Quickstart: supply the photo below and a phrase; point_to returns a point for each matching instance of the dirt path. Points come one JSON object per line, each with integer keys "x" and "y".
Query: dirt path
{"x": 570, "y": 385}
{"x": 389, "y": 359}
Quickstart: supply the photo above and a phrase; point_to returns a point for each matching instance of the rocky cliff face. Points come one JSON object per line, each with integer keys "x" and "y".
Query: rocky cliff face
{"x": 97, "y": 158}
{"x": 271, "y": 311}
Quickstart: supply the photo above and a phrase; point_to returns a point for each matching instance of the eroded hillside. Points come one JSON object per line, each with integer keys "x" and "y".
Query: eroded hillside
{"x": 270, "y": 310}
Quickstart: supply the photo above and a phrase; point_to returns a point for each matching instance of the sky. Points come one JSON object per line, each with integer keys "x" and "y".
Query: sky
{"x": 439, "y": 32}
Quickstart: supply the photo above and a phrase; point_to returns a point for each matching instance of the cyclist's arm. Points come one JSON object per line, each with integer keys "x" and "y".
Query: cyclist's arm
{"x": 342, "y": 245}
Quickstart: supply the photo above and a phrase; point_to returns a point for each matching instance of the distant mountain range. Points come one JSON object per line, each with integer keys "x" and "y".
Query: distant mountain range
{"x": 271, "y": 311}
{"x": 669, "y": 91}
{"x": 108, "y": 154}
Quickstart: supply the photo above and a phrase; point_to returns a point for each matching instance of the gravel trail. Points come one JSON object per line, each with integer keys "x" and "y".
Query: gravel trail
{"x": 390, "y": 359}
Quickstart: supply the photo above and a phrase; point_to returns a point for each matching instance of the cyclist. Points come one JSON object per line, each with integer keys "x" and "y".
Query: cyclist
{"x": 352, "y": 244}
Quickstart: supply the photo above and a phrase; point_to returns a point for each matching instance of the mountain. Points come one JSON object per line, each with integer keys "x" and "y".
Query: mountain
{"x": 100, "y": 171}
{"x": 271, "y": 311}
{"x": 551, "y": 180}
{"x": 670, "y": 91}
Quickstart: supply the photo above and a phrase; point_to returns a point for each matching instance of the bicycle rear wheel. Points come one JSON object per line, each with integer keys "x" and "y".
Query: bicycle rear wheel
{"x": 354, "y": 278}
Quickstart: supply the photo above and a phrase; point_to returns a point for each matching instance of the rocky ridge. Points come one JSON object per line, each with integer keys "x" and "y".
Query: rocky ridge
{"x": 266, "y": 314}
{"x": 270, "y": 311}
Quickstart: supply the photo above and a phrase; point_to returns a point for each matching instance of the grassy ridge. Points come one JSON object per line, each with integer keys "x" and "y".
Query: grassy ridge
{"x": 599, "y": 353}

• Instructions to follow
Copy out, character for character, every line from the one containing "of the cyclist." through the last line of the rows above, including both ends.

• Full response
Quickstart: supply the photo above and a phrase; point_to returns a point for each matching instance of the cyclist. Points come one JSON object per line, each with integer keys "x" and "y".
Query: cyclist
{"x": 352, "y": 244}
Quickstart: supply the photo above and a phrase; point_to returns a point for each matching instance of the mountain. Points come one JSON object per line, each with integer keys "x" and "y".
Query: mountain
{"x": 100, "y": 171}
{"x": 271, "y": 311}
{"x": 551, "y": 180}
{"x": 670, "y": 91}
Quickstart: supply the photo above and a phrase; point_to returns a point for each matching instance of the bicycle rear wheel. Points come one JSON object per line, each with integer keys "x" and "y".
Query: bicycle rear wheel
{"x": 354, "y": 278}
Quickstart: supply the photo above and a phrase; point_to returns a point for each matching instance of the rocky ridge. Points come one JSON object per line, each with integer keys "x" and "y".
Query: rocky ridge
{"x": 266, "y": 314}
{"x": 270, "y": 311}
Quickstart: supply the photo above and a phrase; point_to returns a point for each matching instance of the grassy ridge. Points come one JSON object per line, each with integer keys "x" and "y".
Query: grassy ridge
{"x": 599, "y": 353}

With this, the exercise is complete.